■ What is required
Give back the listing word for word, from top to bottom.

■ Source material
⟨

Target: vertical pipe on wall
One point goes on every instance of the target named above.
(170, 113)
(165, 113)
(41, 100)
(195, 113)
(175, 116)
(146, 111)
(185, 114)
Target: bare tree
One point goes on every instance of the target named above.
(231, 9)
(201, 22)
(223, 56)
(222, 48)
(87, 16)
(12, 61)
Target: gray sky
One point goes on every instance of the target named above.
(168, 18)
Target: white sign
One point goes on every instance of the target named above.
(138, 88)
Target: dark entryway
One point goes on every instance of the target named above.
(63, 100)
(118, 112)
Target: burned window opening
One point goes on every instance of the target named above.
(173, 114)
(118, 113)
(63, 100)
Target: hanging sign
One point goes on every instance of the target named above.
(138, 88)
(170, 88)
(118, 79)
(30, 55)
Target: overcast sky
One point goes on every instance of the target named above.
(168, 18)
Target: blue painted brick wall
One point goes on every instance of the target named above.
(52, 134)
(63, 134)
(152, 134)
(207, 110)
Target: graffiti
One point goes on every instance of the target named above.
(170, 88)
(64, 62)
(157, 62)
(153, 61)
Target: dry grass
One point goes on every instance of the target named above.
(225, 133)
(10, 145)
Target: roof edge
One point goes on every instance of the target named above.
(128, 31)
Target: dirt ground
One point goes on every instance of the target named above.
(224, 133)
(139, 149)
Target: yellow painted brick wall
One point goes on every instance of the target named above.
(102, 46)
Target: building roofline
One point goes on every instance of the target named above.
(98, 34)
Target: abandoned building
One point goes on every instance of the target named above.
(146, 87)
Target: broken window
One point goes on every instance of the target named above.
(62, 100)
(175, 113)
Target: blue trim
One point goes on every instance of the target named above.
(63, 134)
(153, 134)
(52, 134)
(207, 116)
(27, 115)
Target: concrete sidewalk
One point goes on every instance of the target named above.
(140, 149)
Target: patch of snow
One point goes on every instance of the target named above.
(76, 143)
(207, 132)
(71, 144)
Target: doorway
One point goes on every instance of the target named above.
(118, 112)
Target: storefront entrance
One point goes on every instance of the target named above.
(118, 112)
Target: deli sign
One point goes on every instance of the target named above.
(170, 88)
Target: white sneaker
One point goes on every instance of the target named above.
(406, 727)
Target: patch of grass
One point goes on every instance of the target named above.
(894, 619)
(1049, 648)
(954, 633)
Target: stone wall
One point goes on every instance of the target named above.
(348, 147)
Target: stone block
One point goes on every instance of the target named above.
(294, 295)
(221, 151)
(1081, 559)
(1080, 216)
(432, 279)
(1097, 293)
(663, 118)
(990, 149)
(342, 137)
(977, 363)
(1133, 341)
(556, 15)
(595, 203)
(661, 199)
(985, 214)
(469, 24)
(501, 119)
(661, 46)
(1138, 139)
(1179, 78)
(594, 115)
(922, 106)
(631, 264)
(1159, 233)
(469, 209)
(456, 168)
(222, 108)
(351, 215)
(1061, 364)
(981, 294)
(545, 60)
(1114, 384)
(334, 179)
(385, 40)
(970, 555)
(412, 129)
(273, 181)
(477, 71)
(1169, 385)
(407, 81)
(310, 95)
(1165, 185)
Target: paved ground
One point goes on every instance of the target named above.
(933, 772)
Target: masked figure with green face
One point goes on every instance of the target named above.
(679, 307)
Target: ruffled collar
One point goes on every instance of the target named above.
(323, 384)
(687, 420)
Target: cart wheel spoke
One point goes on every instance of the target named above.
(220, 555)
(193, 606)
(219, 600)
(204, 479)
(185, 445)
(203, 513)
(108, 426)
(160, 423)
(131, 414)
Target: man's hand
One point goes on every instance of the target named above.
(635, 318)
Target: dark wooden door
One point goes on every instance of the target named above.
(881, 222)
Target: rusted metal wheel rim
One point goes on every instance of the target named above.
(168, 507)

⟩

■ Result of this task
Target: vertical pipe on wall
One point goes on every instance of the target named above.
(170, 113)
(165, 113)
(41, 100)
(195, 113)
(175, 116)
(146, 111)
(185, 114)
Target: bare tree
One point goes on every instance of the target named above.
(231, 9)
(201, 22)
(223, 56)
(222, 48)
(87, 16)
(12, 61)
Target: gray sky
One point goes on every instance of the target named above.
(168, 18)
Target: white sign
One point goes on every instance of the target named above.
(138, 88)
Target: dark entryway
One point goes on every instance of the target named above.
(63, 100)
(118, 112)
Target: burned window opening
One point goes on every instance of the target named above.
(173, 114)
(118, 113)
(63, 100)
Target: hanging sign
One point goes on every instance of the target named above.
(138, 88)
(170, 88)
(118, 79)
(30, 55)
Target: overcast sky
One point goes on every instance of the target named above.
(168, 18)
Target: blue painted brick wall
One point goes on every instance of the target named above.
(52, 134)
(63, 134)
(152, 134)
(207, 110)
Target: graffiti
One point goes on every instance of the target named above.
(170, 88)
(64, 62)
(157, 62)
(153, 61)
Target: dry grass
One point goes on every instance of the target named above.
(225, 133)
(10, 145)
Target: roof edge
One point goes on every instance of the target named above.
(128, 31)
Target: dirt ground
One point goes on every instance of the target named above.
(224, 133)
(139, 149)
Target: yellow painted brick wall
One point goes on every instance of the target named above.
(102, 46)
Target: building roofline
One point goes on every instance of the target named above.
(98, 34)
Target: abandoned building
One point goes on every instance of the target named above.
(146, 87)
Target: broken window
One point goes on every instance of the target named above.
(62, 100)
(175, 113)
Target: blue trim
One point goes on every instance of the target named above.
(63, 134)
(153, 134)
(52, 134)
(207, 116)
(27, 115)
Target: concrete sidewalk
One point goes on every instance of the target named above.
(140, 149)
Target: patch of snow
One point goes on every instance of the target named above.
(76, 143)
(207, 132)
(71, 144)
Target: doorway
One point goes on every instance of the target named above.
(118, 112)
Target: storefront entrance
One point goes on every instance of the target named above.
(118, 112)
Target: deli sign
One point goes on every instance of the target named above.
(170, 88)
Target: white sneaker
One point goes on every instance of the target named above.
(406, 727)
Target: patch of grass
One point goes on every instance of the target named above.
(894, 619)
(1049, 648)
(954, 633)
Target: stone wall
One point goes on every instance of the target named above.
(348, 147)
Target: stone block
One point goes on every instance of the target named above.
(294, 295)
(221, 151)
(1081, 559)
(1080, 216)
(432, 279)
(1097, 293)
(663, 118)
(990, 149)
(342, 137)
(977, 363)
(1133, 341)
(556, 15)
(595, 203)
(661, 199)
(985, 214)
(469, 24)
(501, 119)
(661, 46)
(1138, 139)
(1179, 78)
(594, 115)
(922, 106)
(631, 264)
(1159, 233)
(469, 209)
(456, 168)
(222, 108)
(351, 215)
(1061, 364)
(981, 294)
(545, 60)
(1114, 384)
(334, 179)
(385, 40)
(970, 555)
(412, 129)
(273, 181)
(477, 71)
(1169, 385)
(407, 81)
(310, 95)
(1165, 185)
Target: paved ground
One point goes on every instance of the target named above.
(933, 772)
Target: masked figure with green face
One point goes on every instance of the target named above.
(679, 307)
Target: ruffled collar
One point goes on every instance of the target named above.
(323, 384)
(687, 420)
Target: cart wheel spoke
One point goes on every instance of the target named above.
(220, 555)
(193, 606)
(219, 600)
(204, 479)
(185, 445)
(203, 513)
(108, 426)
(160, 423)
(131, 414)
Target: man's hand
One point goes on every instance of the target named above.
(635, 318)
Target: dark wooden door
One point goes on every instance of the target named above.
(881, 222)
Target: rusted metal wheel rim
One point goes on every instance of the target named above.
(168, 507)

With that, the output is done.